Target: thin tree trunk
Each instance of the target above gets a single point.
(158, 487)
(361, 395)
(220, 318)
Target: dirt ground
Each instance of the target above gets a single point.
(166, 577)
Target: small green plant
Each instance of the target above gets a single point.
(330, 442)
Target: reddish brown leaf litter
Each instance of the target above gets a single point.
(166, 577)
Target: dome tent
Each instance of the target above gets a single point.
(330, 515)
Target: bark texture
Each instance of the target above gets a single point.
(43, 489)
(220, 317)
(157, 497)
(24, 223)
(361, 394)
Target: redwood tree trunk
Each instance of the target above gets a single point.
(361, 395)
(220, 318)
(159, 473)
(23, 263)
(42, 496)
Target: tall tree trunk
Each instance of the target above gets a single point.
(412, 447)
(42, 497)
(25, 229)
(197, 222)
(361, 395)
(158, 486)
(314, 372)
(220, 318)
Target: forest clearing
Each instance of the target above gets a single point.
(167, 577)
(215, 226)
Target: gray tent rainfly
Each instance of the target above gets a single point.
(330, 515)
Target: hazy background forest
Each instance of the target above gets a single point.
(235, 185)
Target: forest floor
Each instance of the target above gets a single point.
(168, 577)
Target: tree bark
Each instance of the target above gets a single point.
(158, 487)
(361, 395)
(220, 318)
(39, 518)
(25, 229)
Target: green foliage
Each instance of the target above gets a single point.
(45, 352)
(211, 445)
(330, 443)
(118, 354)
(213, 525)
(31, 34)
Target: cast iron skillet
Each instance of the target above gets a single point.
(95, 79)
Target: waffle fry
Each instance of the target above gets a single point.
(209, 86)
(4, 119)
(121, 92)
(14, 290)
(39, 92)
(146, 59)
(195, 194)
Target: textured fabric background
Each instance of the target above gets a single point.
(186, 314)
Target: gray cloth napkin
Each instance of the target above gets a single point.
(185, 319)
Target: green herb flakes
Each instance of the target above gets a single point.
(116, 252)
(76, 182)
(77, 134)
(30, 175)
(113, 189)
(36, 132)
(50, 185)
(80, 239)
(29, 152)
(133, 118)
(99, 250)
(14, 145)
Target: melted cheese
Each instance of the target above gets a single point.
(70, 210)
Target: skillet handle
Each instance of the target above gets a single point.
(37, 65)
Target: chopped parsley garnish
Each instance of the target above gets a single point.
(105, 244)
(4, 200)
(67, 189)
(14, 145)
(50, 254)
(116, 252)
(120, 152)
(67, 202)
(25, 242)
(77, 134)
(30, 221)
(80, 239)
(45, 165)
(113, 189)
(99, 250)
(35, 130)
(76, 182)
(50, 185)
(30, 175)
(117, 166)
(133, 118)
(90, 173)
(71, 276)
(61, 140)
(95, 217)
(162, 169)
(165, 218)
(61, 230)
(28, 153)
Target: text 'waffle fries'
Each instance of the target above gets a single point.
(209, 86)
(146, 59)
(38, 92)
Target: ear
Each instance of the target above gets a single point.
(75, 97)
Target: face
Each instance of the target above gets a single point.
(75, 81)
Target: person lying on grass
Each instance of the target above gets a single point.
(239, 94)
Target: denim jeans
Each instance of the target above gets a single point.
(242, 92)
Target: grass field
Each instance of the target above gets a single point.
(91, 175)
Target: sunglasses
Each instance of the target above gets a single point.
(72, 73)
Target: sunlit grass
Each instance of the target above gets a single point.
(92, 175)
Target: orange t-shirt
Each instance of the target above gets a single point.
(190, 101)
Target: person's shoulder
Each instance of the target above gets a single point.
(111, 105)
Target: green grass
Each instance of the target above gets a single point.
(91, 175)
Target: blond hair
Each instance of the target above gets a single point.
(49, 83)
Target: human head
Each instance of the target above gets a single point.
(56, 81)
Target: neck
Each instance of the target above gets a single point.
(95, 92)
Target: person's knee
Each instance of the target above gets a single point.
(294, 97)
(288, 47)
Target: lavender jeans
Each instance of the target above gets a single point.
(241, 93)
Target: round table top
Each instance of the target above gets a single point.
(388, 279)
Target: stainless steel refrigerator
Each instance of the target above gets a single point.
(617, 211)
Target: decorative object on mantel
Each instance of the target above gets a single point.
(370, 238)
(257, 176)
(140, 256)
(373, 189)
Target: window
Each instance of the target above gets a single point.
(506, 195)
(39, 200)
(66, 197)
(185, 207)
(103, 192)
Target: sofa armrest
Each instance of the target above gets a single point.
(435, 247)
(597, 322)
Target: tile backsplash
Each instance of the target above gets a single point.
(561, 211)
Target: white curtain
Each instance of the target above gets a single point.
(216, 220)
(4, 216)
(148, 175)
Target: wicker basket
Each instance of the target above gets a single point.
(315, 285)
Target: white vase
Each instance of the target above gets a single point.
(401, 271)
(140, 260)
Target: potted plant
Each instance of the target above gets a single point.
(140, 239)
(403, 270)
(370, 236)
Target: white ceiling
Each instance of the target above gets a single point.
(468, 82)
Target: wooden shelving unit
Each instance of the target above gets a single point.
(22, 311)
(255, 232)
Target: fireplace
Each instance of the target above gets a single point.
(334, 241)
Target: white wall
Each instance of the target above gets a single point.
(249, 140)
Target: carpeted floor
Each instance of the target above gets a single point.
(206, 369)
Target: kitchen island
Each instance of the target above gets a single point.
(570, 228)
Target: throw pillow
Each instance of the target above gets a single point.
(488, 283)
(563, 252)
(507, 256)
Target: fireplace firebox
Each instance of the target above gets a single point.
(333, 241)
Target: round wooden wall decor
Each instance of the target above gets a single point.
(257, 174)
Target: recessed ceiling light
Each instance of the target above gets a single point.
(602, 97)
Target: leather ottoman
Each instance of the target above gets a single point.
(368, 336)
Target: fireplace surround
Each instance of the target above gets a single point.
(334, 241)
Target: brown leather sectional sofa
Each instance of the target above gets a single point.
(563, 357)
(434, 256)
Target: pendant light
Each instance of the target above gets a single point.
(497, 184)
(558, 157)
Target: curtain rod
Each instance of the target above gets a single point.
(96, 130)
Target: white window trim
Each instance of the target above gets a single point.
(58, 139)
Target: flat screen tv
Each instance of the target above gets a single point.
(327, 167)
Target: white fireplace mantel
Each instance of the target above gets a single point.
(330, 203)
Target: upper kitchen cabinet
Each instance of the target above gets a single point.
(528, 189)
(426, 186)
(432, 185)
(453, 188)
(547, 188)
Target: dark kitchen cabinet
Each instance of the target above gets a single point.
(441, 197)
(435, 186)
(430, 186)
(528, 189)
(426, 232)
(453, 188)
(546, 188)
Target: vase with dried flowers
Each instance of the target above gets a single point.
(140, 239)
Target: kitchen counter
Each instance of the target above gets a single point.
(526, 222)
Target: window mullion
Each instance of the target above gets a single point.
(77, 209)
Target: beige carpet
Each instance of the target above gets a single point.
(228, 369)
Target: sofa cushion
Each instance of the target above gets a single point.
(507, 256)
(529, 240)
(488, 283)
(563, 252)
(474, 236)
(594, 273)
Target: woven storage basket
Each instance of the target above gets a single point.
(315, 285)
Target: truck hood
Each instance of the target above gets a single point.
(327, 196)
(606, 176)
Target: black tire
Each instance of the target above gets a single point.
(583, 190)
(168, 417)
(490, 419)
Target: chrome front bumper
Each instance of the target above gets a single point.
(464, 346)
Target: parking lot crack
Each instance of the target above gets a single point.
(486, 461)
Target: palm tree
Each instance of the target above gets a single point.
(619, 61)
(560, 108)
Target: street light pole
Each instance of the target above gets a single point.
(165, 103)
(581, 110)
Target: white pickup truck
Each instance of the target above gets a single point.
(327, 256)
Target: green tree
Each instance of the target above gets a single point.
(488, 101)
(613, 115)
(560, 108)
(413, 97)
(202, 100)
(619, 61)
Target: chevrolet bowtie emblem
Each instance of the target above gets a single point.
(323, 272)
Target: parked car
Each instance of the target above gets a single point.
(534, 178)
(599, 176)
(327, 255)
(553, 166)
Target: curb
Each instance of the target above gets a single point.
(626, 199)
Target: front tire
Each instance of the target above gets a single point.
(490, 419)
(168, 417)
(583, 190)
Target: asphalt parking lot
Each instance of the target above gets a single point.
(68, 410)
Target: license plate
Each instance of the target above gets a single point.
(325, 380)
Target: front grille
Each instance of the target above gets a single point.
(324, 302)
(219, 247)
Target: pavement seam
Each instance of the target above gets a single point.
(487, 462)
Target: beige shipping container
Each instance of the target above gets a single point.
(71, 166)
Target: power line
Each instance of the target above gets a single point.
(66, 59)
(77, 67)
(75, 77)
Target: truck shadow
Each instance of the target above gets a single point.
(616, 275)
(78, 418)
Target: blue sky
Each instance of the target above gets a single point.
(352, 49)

_Exercise aim_. Quote exactly the line containing "Target: truck hood" and every later line through the end of the listing, and no other lines.

_Task answer_.
Target: truck hood
Each instance of the target above gets a single point.
(327, 196)
(606, 176)
Target: black tire
Each instance of the target above gets a single point.
(583, 190)
(168, 417)
(490, 419)
Target: chrome front bumper
Each instance of the target above gets a single point.
(464, 346)
Target: parking lot crack
Each instance of the target above gets a single point.
(486, 461)
Target: palm tree
Each instance of the target above gets a single point.
(619, 61)
(560, 108)
Target: street light pole
Each instance of the target above gets a single point.
(165, 103)
(581, 110)
Target: white pickup truck
Each instance of the target above gets a single point.
(327, 256)
Target: green tree
Each instance of the target above gets a single point.
(488, 101)
(613, 115)
(560, 108)
(413, 97)
(202, 100)
(619, 61)
Target: chevrolet bowtie emblem
Each instance of the target above gets a single point.
(323, 272)
Target: parked car
Each instance of the target above gets a single point.
(534, 178)
(599, 176)
(327, 255)
(553, 166)
Target: curb
Each instance of the target above gets a single point.
(626, 199)
Target: front tire
Each instance of the target above gets a single point.
(490, 419)
(168, 417)
(583, 190)
Target: asphalt parking lot
Each instance of the target above gets a single point.
(68, 410)
Target: license plate
Each instance of the target above gets a single point.
(325, 380)
Target: front grille
Each instance of the target above gets a single point.
(324, 302)
(219, 247)
Target: pavement seam
Each instance of the target above gets a single point.
(487, 462)
Target: beige shipping container
Each instance of the target above gets a single point.
(71, 166)
Target: power line
Each instance of the target above gets a single point.
(66, 59)
(77, 67)
(75, 77)
Target: truck shadow
Each instance of the target above gets a single point.
(616, 275)
(78, 418)
Target: blue sky
Each instance of the target above gets a single point.
(352, 49)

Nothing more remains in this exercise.